Give back an exact copy of the lines from the start of the material through the line bearing "target: silver tinsel garland". Include both ends and nothing else.

· · · · · · ·

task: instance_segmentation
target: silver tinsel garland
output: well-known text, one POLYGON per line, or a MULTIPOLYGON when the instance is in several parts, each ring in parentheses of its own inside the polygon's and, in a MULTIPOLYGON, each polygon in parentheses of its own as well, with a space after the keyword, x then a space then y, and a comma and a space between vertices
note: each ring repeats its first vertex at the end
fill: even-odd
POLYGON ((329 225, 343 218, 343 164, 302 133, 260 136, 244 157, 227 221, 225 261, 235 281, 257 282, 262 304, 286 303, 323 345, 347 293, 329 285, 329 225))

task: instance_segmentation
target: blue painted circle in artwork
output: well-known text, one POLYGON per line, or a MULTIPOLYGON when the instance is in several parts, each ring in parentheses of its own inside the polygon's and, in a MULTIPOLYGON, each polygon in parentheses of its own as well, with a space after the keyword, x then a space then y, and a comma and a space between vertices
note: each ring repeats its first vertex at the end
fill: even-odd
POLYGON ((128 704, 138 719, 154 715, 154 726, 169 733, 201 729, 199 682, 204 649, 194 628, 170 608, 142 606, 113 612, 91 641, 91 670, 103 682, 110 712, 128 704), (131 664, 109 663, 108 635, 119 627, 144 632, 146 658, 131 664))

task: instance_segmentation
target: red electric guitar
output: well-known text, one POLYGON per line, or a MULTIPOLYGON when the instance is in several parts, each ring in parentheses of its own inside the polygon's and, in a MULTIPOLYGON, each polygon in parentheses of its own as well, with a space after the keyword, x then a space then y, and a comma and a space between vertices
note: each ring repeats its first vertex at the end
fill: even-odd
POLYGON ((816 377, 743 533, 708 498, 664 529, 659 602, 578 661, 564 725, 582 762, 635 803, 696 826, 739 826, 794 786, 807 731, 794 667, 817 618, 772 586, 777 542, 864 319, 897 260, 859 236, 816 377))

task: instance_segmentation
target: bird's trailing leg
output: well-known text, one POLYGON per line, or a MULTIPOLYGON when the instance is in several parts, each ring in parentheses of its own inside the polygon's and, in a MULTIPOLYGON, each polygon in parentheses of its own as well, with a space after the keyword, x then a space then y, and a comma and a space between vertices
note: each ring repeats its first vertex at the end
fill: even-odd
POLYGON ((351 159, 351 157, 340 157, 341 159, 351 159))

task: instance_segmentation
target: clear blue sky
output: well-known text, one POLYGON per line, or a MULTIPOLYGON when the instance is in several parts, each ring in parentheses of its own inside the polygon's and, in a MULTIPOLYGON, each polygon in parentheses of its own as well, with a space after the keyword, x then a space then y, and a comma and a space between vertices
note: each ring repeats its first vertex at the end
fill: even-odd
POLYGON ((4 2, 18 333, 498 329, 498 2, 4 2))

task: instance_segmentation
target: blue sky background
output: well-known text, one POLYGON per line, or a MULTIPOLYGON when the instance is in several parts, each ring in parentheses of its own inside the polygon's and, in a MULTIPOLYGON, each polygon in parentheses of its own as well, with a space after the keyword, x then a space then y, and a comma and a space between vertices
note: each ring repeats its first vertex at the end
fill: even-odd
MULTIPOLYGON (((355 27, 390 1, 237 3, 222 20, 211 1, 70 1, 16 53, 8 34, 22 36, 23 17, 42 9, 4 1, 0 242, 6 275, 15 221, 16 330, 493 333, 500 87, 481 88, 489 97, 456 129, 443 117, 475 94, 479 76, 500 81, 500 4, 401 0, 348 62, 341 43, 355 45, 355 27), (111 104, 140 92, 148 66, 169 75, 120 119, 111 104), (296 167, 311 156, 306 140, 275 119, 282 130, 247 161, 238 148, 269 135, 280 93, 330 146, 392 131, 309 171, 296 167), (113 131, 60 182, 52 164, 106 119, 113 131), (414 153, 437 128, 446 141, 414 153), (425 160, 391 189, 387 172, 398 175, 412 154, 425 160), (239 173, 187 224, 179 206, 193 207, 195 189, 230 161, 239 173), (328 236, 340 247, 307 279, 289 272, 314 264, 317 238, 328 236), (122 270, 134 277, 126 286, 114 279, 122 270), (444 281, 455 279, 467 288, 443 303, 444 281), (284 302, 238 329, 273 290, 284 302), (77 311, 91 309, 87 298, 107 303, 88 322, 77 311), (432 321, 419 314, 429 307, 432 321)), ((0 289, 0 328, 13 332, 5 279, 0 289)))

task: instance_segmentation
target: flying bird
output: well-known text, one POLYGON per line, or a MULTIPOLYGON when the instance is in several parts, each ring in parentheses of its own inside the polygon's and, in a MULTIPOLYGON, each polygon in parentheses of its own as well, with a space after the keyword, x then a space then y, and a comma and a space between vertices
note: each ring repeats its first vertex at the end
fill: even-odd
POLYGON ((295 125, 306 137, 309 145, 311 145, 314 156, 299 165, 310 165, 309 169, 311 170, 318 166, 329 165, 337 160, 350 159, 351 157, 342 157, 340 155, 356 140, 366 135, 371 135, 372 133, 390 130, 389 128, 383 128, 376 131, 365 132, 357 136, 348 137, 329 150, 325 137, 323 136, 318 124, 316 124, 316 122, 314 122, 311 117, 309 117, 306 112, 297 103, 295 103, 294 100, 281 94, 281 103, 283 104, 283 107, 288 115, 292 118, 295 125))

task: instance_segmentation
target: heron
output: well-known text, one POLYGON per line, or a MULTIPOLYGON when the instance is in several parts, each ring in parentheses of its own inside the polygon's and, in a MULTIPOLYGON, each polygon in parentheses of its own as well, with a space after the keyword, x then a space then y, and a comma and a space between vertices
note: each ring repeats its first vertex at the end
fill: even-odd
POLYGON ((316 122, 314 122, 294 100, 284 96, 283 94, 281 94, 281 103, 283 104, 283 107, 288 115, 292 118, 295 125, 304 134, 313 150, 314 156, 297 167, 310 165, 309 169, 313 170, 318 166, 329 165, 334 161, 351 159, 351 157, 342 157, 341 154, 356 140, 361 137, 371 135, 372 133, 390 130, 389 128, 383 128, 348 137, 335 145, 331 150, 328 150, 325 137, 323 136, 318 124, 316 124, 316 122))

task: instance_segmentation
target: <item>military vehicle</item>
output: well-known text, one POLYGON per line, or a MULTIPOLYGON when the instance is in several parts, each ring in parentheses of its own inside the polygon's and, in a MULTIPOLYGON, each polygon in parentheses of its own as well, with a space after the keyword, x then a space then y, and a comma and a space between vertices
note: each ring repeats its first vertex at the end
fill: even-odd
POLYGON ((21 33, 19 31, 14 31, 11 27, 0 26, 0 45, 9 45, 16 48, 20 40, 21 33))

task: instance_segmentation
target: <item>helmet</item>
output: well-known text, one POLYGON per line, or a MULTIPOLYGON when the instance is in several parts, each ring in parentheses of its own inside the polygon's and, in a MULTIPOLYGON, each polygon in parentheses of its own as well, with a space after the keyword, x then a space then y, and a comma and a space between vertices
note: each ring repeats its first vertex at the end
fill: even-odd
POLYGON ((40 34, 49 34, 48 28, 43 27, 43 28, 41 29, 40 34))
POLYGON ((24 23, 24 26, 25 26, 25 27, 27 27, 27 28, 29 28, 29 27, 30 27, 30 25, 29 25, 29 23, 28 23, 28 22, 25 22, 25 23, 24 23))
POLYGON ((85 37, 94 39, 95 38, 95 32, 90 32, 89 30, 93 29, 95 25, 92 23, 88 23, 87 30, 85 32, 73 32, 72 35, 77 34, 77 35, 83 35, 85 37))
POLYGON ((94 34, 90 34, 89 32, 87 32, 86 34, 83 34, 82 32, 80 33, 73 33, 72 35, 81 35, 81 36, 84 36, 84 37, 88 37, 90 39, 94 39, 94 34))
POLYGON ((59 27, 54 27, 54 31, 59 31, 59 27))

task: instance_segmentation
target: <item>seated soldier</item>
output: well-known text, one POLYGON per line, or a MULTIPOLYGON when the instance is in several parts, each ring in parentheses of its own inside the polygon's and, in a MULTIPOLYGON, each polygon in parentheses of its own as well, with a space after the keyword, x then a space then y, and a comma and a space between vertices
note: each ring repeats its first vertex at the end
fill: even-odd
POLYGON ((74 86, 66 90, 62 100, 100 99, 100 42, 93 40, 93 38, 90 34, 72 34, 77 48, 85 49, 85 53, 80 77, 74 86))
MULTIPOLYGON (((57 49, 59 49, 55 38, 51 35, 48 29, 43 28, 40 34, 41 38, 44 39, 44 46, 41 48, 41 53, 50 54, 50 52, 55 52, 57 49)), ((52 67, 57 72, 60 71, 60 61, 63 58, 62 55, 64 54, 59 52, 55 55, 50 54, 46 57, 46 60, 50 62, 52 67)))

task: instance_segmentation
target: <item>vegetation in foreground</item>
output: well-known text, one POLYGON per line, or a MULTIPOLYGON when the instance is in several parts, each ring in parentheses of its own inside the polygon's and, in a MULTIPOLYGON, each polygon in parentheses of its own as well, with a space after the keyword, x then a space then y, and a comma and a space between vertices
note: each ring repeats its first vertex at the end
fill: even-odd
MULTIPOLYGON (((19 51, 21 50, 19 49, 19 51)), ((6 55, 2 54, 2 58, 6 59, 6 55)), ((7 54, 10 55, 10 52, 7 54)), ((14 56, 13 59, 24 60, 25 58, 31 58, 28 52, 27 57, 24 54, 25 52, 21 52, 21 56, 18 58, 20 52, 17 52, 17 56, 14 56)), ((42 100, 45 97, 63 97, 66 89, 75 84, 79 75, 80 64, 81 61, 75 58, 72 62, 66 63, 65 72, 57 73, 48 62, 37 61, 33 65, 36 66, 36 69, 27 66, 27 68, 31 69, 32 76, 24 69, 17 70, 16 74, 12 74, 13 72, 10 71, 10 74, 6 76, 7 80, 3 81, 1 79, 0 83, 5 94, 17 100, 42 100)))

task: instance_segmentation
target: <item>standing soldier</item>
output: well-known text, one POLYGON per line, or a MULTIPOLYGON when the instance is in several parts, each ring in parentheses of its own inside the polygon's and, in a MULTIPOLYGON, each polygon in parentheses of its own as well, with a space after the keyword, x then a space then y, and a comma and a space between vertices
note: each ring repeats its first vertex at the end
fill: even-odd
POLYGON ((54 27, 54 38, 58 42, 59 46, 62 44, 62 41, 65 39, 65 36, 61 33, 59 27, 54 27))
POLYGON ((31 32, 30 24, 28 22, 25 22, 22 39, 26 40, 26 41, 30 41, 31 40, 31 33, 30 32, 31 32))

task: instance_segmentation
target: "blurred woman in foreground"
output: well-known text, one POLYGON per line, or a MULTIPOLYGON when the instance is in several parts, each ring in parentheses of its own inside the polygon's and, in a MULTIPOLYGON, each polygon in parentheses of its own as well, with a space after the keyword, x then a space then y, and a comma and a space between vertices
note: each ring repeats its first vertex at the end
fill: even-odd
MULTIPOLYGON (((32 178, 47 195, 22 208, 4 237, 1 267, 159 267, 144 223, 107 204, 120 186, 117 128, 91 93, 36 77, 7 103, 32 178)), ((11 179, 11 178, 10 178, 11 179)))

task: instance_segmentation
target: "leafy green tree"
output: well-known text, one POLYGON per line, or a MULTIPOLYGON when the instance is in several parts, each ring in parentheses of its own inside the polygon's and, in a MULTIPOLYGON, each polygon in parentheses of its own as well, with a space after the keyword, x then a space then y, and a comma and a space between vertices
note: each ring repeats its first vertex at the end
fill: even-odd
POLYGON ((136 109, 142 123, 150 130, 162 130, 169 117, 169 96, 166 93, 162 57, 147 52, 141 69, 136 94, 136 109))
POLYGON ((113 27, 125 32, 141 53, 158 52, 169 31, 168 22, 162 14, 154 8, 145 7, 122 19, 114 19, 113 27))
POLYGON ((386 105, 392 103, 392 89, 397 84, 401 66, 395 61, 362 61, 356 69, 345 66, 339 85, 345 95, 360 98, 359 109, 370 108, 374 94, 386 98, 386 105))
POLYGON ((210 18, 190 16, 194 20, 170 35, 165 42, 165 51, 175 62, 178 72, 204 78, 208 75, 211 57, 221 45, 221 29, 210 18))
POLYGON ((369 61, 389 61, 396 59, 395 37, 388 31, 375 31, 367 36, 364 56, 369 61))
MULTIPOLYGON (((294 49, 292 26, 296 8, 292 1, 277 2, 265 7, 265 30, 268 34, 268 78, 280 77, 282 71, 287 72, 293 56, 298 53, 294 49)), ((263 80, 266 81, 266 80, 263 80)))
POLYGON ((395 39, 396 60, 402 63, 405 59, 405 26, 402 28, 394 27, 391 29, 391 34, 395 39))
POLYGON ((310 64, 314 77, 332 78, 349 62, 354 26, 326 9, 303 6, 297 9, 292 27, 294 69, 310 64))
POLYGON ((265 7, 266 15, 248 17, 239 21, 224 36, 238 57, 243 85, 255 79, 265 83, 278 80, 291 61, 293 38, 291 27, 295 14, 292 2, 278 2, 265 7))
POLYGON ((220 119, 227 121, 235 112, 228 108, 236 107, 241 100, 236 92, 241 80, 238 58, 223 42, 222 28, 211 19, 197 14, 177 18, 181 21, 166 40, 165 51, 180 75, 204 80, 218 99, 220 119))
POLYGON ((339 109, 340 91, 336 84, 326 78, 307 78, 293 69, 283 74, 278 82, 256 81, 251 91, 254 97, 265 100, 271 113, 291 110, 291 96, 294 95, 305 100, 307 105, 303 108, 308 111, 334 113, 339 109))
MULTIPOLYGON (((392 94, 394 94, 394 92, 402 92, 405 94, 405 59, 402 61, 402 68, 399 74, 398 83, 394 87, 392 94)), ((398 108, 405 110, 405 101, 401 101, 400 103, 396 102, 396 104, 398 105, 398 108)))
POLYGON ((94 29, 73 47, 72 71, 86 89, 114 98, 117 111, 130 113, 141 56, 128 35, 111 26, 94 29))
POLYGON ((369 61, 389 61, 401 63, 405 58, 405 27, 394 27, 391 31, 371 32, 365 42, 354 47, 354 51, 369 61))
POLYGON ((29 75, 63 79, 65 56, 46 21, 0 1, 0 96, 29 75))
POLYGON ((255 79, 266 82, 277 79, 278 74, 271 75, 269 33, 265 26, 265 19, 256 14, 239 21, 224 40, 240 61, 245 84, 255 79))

· · · · · · ·

Reply to the task:
task: instance_segmentation
target: silver tinsel garland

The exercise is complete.